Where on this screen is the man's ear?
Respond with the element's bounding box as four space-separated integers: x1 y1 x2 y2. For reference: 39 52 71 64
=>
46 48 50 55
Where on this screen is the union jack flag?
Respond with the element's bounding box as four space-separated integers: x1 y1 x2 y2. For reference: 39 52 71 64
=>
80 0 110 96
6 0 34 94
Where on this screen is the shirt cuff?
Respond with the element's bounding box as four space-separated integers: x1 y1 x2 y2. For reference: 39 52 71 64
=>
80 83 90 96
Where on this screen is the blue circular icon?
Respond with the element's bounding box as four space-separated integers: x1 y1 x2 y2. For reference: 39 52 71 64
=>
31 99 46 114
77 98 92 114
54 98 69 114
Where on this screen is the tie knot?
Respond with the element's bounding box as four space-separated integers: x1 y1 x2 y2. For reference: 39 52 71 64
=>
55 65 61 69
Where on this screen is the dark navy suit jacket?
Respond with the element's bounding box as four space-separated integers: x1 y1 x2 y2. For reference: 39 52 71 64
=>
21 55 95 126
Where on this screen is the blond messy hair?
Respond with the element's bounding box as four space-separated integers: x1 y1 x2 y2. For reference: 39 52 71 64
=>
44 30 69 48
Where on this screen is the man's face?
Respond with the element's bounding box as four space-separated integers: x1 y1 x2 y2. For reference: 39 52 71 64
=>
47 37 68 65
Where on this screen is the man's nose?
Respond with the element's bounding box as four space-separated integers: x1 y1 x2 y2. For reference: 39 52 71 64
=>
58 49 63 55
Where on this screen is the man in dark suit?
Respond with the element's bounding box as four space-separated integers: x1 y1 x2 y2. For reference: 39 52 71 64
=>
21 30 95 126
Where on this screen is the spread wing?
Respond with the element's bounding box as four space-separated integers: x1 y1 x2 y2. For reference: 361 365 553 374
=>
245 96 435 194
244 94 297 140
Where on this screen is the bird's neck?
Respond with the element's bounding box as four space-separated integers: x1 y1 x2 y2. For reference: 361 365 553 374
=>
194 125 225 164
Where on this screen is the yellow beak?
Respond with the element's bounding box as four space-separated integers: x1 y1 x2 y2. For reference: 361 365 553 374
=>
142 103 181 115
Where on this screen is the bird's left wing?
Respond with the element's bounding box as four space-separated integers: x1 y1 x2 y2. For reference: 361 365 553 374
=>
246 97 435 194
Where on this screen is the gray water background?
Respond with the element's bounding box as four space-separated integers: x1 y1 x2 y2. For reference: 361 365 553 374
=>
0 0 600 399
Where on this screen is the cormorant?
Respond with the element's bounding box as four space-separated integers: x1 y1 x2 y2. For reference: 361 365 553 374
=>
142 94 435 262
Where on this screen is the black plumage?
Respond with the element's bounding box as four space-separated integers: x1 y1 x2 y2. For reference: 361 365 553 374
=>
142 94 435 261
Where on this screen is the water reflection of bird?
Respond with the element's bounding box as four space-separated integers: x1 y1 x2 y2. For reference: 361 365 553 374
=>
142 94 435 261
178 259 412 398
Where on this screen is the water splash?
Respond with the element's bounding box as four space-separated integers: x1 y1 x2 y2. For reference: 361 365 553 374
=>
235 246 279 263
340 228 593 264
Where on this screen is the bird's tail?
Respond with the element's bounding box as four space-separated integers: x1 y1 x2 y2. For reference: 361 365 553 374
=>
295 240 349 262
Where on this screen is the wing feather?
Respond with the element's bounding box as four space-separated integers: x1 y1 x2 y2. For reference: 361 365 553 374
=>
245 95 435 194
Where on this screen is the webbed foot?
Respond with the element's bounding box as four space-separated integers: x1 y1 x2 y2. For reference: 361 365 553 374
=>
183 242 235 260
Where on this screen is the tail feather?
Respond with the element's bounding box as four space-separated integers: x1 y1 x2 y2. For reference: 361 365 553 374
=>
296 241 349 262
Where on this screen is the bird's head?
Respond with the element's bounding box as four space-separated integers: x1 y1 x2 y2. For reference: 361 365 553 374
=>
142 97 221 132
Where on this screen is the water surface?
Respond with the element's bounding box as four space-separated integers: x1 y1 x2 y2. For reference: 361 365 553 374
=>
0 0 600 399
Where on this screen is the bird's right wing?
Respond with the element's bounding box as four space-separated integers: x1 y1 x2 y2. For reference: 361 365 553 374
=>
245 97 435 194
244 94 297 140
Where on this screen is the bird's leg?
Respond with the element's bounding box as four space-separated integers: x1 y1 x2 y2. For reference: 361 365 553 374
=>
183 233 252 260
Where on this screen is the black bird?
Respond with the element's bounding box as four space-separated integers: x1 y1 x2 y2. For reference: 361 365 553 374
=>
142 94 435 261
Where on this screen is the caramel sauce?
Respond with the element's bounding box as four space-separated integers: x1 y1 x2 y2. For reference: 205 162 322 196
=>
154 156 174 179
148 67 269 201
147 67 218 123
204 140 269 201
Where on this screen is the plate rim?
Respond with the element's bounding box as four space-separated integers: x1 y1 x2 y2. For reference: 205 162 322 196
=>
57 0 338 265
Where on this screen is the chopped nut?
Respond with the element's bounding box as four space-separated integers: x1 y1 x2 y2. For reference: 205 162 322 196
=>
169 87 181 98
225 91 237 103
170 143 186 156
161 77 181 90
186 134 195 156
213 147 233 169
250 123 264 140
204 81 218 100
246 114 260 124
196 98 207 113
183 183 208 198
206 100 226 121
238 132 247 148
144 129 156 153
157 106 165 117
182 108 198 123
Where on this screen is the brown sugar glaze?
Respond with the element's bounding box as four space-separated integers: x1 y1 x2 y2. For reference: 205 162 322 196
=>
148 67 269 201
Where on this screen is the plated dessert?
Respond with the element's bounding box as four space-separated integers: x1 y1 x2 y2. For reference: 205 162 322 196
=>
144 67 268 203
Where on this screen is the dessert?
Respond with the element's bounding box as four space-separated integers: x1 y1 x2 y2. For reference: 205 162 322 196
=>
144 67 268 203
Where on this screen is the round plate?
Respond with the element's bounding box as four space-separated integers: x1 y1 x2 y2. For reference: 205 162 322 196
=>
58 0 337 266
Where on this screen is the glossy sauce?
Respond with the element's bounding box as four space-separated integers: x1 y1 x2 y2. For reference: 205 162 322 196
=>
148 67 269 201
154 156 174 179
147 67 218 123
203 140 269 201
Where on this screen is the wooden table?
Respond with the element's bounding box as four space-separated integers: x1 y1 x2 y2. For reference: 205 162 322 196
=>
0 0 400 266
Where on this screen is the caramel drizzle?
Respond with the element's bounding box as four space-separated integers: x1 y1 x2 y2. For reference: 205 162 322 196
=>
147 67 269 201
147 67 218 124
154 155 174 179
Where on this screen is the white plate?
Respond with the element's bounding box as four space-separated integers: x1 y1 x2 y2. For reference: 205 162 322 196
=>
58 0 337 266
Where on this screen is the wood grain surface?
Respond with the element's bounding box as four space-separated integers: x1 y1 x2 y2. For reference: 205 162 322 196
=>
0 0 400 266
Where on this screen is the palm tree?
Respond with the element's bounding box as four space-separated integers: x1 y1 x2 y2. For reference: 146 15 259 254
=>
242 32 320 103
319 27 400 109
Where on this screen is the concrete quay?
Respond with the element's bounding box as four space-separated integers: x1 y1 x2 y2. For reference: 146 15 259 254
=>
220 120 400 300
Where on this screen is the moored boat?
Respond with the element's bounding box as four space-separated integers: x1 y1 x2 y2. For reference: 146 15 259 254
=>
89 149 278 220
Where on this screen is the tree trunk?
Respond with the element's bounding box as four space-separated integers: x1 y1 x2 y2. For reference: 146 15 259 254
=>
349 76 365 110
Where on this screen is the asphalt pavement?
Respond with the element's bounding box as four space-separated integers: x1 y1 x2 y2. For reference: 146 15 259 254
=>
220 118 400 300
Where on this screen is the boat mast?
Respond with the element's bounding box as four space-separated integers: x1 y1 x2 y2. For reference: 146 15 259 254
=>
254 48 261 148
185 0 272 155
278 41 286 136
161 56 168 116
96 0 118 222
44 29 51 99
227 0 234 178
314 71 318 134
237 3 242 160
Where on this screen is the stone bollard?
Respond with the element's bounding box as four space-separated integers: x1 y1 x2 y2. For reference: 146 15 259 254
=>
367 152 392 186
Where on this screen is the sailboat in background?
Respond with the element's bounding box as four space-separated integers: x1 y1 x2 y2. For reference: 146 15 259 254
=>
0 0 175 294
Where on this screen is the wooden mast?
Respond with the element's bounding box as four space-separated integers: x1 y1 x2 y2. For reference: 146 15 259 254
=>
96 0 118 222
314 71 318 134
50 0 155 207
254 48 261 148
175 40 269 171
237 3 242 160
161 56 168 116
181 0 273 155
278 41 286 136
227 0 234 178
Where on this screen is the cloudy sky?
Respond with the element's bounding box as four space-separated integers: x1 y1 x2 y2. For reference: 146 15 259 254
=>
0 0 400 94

____

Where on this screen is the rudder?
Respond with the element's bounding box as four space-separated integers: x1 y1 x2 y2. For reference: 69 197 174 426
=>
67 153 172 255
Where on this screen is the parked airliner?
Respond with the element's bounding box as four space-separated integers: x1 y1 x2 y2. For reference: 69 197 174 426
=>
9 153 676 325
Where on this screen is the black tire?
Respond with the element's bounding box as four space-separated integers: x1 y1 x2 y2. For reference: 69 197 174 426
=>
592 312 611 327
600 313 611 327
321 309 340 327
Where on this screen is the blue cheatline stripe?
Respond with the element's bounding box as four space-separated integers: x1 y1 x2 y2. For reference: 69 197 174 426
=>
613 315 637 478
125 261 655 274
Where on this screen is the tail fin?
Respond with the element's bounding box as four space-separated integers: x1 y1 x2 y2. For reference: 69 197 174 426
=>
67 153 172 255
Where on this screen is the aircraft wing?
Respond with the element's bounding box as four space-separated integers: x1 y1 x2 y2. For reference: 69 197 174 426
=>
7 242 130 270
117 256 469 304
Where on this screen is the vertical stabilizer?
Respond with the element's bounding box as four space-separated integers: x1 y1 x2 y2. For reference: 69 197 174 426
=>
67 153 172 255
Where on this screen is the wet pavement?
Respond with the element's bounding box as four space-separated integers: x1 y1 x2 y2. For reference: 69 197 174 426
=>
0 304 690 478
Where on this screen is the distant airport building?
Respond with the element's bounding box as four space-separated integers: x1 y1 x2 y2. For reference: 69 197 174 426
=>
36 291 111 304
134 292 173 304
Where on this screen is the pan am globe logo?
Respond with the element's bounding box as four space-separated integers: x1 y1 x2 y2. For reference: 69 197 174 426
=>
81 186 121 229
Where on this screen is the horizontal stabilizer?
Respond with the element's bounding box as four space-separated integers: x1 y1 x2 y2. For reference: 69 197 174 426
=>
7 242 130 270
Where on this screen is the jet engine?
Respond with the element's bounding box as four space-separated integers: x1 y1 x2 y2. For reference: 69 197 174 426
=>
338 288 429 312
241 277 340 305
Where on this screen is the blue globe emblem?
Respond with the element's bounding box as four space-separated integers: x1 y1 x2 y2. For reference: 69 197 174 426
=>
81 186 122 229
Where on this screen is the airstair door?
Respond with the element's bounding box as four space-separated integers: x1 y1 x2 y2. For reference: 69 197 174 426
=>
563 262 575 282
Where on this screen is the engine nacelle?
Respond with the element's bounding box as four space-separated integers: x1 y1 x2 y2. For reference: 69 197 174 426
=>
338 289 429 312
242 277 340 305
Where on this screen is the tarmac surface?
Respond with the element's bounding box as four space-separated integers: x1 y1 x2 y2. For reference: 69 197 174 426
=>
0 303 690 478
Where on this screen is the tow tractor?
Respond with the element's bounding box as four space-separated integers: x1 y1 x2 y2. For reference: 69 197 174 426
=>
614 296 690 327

____

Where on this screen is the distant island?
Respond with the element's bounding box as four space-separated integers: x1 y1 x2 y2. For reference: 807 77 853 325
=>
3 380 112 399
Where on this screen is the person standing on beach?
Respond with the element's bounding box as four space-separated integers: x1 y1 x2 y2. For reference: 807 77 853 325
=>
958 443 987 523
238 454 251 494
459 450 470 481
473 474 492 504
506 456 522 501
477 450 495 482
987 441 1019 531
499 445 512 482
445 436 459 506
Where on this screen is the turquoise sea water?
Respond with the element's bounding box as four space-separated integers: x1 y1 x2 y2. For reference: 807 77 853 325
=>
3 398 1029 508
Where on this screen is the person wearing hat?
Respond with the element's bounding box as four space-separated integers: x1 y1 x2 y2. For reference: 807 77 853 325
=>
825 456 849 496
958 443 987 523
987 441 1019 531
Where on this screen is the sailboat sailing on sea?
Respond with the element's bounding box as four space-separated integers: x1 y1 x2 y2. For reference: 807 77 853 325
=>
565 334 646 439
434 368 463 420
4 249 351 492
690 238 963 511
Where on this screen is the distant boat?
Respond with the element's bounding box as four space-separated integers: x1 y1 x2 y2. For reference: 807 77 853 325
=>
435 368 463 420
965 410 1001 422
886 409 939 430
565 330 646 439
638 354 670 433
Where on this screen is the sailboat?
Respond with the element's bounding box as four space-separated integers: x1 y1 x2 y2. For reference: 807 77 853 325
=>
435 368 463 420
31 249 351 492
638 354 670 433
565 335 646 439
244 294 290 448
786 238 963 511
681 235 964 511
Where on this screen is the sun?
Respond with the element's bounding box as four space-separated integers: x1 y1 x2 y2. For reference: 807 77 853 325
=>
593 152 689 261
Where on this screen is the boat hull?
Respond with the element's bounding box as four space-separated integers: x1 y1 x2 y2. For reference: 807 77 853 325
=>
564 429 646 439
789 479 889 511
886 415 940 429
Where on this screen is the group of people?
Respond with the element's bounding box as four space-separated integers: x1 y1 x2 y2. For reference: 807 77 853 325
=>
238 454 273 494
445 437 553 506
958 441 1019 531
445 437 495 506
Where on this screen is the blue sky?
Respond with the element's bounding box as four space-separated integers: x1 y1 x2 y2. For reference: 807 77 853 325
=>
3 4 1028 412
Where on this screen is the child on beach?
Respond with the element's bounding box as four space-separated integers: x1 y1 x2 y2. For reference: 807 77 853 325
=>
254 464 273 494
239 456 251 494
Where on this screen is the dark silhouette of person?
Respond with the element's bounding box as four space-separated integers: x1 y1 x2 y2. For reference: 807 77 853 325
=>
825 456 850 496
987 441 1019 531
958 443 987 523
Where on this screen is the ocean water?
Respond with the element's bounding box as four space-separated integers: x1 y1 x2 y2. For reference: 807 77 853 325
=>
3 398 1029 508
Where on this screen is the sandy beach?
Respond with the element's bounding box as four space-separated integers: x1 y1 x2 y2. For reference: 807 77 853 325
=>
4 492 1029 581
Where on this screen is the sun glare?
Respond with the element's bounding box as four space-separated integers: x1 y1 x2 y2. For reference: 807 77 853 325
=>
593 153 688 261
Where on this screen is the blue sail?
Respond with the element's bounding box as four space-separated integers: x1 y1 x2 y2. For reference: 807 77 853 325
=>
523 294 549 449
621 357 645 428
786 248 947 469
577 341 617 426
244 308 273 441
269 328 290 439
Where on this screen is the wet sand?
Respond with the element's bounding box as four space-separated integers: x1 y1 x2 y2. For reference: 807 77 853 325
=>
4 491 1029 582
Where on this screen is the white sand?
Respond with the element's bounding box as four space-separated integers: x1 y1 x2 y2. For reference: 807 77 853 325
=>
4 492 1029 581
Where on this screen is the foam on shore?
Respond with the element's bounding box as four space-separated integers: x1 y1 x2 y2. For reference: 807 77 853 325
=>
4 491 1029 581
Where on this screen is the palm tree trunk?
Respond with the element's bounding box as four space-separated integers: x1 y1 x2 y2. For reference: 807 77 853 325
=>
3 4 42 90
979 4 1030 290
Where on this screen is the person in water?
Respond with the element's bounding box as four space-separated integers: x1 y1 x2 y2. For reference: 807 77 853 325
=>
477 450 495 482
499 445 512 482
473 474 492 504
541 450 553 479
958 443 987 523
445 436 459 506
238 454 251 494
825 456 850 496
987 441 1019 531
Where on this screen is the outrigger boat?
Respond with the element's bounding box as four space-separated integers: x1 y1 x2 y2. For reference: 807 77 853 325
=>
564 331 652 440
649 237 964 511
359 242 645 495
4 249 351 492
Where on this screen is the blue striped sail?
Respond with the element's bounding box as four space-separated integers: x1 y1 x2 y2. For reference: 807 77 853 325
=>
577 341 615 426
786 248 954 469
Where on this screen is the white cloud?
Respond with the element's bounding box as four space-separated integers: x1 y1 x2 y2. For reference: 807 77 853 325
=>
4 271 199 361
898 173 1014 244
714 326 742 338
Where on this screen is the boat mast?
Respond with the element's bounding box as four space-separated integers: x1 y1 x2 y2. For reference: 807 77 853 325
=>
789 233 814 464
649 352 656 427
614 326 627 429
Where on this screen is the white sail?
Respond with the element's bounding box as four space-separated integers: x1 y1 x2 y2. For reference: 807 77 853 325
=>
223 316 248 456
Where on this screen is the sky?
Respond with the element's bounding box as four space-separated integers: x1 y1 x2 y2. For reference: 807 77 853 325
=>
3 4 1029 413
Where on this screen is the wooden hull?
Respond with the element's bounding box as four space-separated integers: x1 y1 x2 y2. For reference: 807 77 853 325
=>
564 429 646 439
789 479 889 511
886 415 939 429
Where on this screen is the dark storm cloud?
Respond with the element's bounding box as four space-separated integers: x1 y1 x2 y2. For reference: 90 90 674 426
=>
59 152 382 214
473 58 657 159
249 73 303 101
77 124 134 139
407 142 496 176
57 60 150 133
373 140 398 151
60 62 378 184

____

## [TASK GOAL]
Copy out the lines from the one containing "Where on this screen is the group of people?" through the one containing "239 456 251 494", both included. Keep every line as it stands, with nothing added or left out.

## [ANSWER FOR THE TASK]
Where on this screen is the group of people?
Respond with the element's bounding box as four space-separated integers: x1 y1 x2 y2. For reference: 807 77 853 325
=>
238 454 273 494
445 437 553 506
958 441 1019 531
445 437 495 506
Where on this screen is the blue sky?
Respond with the element's bounding box as four space-separated integers: x1 y1 x2 y2. For reference: 807 77 853 325
=>
3 4 1028 412
Where on this screen is the child on beach?
Respond with the element's bounding box as four space-separated integers: x1 y1 x2 y2. For reference: 807 77 853 325
=>
254 464 273 494
239 456 251 494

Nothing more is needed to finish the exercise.